#### Records provided ####

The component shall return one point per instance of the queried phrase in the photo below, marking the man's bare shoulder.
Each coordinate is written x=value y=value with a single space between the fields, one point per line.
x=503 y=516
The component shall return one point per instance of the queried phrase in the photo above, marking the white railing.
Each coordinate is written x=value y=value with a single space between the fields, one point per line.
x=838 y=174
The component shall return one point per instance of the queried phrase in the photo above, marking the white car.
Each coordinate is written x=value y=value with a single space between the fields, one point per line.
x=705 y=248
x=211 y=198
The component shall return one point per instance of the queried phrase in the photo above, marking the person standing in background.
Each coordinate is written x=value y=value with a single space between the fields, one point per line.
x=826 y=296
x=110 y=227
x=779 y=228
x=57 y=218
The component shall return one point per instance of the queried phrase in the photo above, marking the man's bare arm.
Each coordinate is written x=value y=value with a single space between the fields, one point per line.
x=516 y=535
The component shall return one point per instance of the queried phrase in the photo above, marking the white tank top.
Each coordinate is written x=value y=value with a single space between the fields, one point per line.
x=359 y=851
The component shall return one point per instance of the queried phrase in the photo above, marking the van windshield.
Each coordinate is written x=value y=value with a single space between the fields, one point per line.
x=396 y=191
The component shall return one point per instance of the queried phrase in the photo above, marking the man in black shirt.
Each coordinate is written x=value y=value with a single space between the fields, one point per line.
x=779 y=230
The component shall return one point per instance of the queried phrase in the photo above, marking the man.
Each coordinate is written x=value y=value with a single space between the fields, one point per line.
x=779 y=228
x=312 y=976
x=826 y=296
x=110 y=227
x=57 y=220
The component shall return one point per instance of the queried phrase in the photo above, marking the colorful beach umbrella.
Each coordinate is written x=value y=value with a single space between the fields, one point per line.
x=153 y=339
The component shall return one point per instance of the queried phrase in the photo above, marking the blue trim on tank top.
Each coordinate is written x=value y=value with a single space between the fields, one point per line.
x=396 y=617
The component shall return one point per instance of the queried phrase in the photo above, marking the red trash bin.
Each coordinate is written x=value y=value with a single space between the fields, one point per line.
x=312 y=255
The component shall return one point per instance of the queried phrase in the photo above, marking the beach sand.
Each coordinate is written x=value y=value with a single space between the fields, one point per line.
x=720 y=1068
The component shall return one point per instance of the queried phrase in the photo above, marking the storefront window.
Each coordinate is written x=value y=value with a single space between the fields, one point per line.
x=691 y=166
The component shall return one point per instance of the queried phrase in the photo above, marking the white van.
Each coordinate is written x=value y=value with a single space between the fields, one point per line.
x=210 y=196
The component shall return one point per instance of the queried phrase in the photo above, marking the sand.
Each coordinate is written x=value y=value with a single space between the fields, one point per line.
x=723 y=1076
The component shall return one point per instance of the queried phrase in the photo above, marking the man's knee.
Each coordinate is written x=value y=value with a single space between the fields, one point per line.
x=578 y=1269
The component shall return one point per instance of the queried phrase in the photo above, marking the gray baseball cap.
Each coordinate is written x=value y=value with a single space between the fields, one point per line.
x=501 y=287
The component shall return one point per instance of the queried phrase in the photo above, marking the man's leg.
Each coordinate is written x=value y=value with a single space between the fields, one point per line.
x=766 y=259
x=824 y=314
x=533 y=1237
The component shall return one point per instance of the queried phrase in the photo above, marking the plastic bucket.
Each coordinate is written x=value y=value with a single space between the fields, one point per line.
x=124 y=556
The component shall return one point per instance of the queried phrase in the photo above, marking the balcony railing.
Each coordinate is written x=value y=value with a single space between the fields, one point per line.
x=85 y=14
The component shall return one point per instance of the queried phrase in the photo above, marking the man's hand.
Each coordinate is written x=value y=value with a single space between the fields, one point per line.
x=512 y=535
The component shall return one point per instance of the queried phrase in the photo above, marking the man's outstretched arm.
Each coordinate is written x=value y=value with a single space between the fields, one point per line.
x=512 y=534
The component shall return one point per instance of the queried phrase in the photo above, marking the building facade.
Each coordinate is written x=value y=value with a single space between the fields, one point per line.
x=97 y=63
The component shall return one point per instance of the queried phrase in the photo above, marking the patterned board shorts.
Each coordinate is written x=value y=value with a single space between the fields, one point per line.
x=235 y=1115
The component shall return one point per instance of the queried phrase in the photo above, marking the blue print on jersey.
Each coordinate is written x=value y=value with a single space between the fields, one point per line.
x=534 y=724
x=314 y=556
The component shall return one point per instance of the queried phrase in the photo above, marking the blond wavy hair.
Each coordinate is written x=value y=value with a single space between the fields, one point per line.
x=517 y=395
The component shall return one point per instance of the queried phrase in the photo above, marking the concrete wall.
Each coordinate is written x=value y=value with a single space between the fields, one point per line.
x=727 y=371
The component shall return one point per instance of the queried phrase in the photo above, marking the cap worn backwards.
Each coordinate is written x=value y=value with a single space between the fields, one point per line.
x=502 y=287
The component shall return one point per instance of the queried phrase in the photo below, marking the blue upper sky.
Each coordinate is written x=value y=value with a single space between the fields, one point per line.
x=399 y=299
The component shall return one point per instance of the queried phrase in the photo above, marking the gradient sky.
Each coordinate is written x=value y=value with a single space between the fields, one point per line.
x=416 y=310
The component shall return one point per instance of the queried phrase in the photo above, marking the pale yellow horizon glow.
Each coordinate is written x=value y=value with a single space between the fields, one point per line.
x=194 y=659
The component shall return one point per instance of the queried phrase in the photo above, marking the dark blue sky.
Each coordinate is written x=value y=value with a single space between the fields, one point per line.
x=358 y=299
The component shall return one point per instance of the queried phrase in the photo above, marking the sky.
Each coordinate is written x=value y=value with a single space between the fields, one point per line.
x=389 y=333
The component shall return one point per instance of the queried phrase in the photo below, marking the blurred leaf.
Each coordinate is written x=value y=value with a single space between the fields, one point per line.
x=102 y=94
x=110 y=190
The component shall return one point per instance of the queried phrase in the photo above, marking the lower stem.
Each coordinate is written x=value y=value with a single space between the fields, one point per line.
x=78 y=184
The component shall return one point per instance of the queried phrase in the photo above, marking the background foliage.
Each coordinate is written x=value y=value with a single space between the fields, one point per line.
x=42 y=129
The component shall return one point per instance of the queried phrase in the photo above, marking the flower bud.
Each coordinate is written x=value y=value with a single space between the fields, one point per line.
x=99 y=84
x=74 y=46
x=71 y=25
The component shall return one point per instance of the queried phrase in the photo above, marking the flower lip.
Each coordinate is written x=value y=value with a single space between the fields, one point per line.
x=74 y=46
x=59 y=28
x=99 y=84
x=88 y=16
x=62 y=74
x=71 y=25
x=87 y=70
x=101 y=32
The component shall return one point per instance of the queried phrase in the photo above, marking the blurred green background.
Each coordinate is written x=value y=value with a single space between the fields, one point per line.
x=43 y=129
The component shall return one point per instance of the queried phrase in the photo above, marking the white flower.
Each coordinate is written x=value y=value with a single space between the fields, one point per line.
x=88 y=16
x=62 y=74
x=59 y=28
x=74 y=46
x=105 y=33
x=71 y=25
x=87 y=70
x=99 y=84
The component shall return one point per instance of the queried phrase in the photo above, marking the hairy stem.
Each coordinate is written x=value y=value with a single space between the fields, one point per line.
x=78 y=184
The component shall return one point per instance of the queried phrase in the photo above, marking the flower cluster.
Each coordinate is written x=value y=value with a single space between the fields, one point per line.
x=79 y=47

####

◆ **Short problem**:
Output the material above verbatim, reproducing every line without alteration.

◆ **Written response**:
The component shall return one point per instance of the queried phrase in the photo below, marking the man's bare shoulder.
Each coordinate is written x=value y=value with a single space between the fields, one point per line.
x=503 y=516
The component shall return one point per instance of the queried phrase in the photo above, marking the white railing.
Each coordinate is written x=value y=value with a single space between the fields, one point per line.
x=838 y=174
The component shall return one point per instance of the queried phrase in the photo above, marking the white car.
Each coordinate is written x=value y=value with a single space between the fields, one point per line.
x=705 y=248
x=211 y=198
The component shall return one point per instance of the queried phrase in the photo above, marking the person standing in background.
Each coordinate is written x=value y=value with a single space between the fields, one point per line.
x=826 y=296
x=110 y=227
x=779 y=228
x=57 y=218
The component shall return one point per instance of the queried phrase in the photo above, marking the man's bare arm.
Each coordinate is written x=value y=value with a single space between the fields, one point per line.
x=516 y=535
The component shall return one point per instance of the queried phrase in the photo above, marking the white tank top.
Each coordinate is written x=value y=value with a single space between the fields, one point per line.
x=359 y=851
The component shall return one point per instance of the queried phrase in the photo above, marking the van windshield.
Each coordinate is written x=value y=value with a single space between the fields, one point per line.
x=396 y=191
The component shall return one point per instance of the queried phrase in the photo above, marking the man in black shirt.
Each coordinate is written x=value y=value with a single space between the fields, one point per line.
x=779 y=230
The component shall return one point per instance of the queried phrase in the photo above, marking the man.
Each coordinate is written x=value y=value with a single space between the fields, one point per line.
x=779 y=228
x=312 y=976
x=826 y=296
x=110 y=227
x=57 y=220
The component shall return one point per instance of the queried phrase in the photo above, marking the colorful beach umbrella.
Each coordinate is written x=value y=value with a single space between the fields, one point per line.
x=153 y=339
The component shall return one point per instance of the queried phrase in the photo above, marking the blue trim on tank top.
Each coordinate is written x=value y=value with a single space between the fields, one point per line.
x=396 y=617
The component shall return one point per instance of the queried phrase in the photo above, marking the red trash bin.
Each coordinate is written x=value y=value with a single space between the fields, one point per line.
x=312 y=255
The component shall return one point per instance of the queried phrase in the photo above, marking the beach sand.
Each coordinate is written x=value y=value with a single space between the fields, one point per line.
x=720 y=1068
The component shall return one point per instance of the queried phrase in the photo above, marking the storefront window.
Each coordinate is written x=value y=value with a single space between the fields, one point per line.
x=691 y=166
The component shall return one point per instance of the queried phrase in the photo above, marking the white van.
Each coordinate is written x=value y=value with a single space between the fields, one point per line.
x=210 y=196
The component shall return one point per instance of the queried phrase in the photo above, marking the sand.
Each coordinate is written x=value y=value with a single space between the fields, one point per line.
x=723 y=1076
The component shall return one point per instance of the queried phrase in the photo above, marking the man's knee.
Each coordinate is written x=value y=value with a single space between the fields, one point per line.
x=578 y=1269
The component shall return one point per instance of the queried phrase in the photo above, marking the gray baseball cap.
Each coordinate is written x=value y=value with a single space between the fields, one point per line.
x=501 y=287
The component shall return one point per instance of the queried phrase in the photo above, marking the man's leg.
Each coordinate is written x=value y=value with a single space between the fields, one point per line.
x=766 y=259
x=824 y=314
x=533 y=1237
The component shall return one point per instance of the queried phrase in the photo above, marking the plastic bucket.
Each coordinate is written x=value y=value with a single space between the fields, one point per line.
x=124 y=556
The component shall return one point per instance of the queried phrase in the photo above, marking the balcony railing.
Each coordinate is written x=value y=value with a single space between the fields, one point per line.
x=85 y=14
The component shall return one point per instance of the queried phrase in the photo above, marking the man's hand.
Each coordinate is written x=value y=value with a single space between the fields, one point per line.
x=512 y=535
The component shall return one point per instance of the queried phrase in the photo above, marking the man's outstretched arm.
Each coordinate is written x=value y=value with a single space between the fields, one point per line.
x=512 y=534
The component shall return one point per instance of the queried phrase in the photo above, marking the building facade.
Each coordinate is written x=value y=value with a single space between the fields, one point per line.
x=97 y=63
The component shall return one point per instance of the queried phrase in the photo above, marking the patterned board shorts.
Each coordinate is written x=value y=value with a single space between the fields, one point per line.
x=235 y=1115
The component shall return one point per instance of the queried phrase in the photo above, marking the blue print on jersey.
Each coordinate is written x=value y=value with a single space between the fields, one point per line.
x=534 y=724
x=314 y=556
The component shall return one point per instance of the queried phrase in the photo above, marking the blond wavy hair.
Each coordinate is written x=value y=value with a single space between the fields, one point per line.
x=517 y=395
The component shall return one point per instance of the queried phrase in the photo above, marking the concrete wall.
Each coordinate is written x=value y=value with a single space between the fields, one point per line.
x=727 y=371
The component shall return one point per instance of the queried phrase in the photo above, marking the cap worn backwards.
Each coordinate is written x=value y=value with a single space between the fields, one point per line.
x=502 y=287
The component shall return one point per instance of the queried phrase in the photo below, marking the blue upper sky.
Each coordinate is written x=value y=value with a single space between the fields, one point per line.
x=399 y=299
The component shall return one point per instance of the queried phrase in the photo above, marking the gradient sky.
Each coordinate is written x=value y=value with a single space between the fields, one point per line.
x=416 y=310
The component shall return one point per instance of the queried phrase in the photo above, marking the pale yellow horizon glow.
Each coordinate is written x=value y=value with a single space between the fields, one point per line.
x=194 y=659
The component shall return one point per instance of the queried phrase in the photo above, marking the dark blue sky.
Each coordinate is written x=value y=value with a single space between the fields, one point per line.
x=358 y=299
The component shall return one point per instance of the queried phrase in the photo above, marking the sky.
Each coordinate is written x=value y=value with a single space between the fields, one point per line.
x=389 y=333
The component shall return one point per instance of the queried phrase in the photo below, marking the blurred leaf.
Each coordinate is written x=value y=value with a single space between the fields, one point per line.
x=102 y=94
x=110 y=190
The component shall return one point per instance of the queried phrase in the photo above, marking the lower stem.
Each coordinate is written x=value y=value with a single space between the fields, one point per line.
x=78 y=184
The component shall return one point per instance of the queried phrase in the photo above, marking the background foliage.
Each coordinate is written x=value y=value with a single space between the fields, one point per line.
x=42 y=129
The component shall return one point per instance of the queried phrase in the photo above, marking the flower bud.
Each coordinate is written x=value y=value with a single space between the fields, one point per line.
x=99 y=84
x=74 y=46
x=71 y=25
The component shall return one point per instance of the queried phrase in the photo above, marking the flower lip.
Each coordinate is written x=value y=value with a single space between the fields, one point per line.
x=74 y=46
x=59 y=28
x=99 y=84
x=88 y=16
x=62 y=74
x=71 y=25
x=87 y=70
x=101 y=32
The component shall return one point per instance of the queried phrase in the photo above, marking the blurred green background.
Each coordinate is written x=value y=value with a single space between the fields, one point per line.
x=43 y=129
The component shall return one point per instance of the queried phrase in the photo above, marking the white flower.
Each coordinate is written x=value y=value with a single space between the fields, one point per line.
x=88 y=16
x=62 y=74
x=59 y=28
x=74 y=46
x=105 y=33
x=71 y=25
x=87 y=70
x=99 y=84
The component shall return one point per instance of the queried phrase in the photo above, marking the hairy stem.
Each coordinate is written x=value y=value with a single space between the fields, one point per line.
x=78 y=184
The component shall return one point per instance of the queried phrase in the photo above, marking the flower cluster.
Each coordinate is written x=value y=value with a single space between the fields, one point per line.
x=79 y=47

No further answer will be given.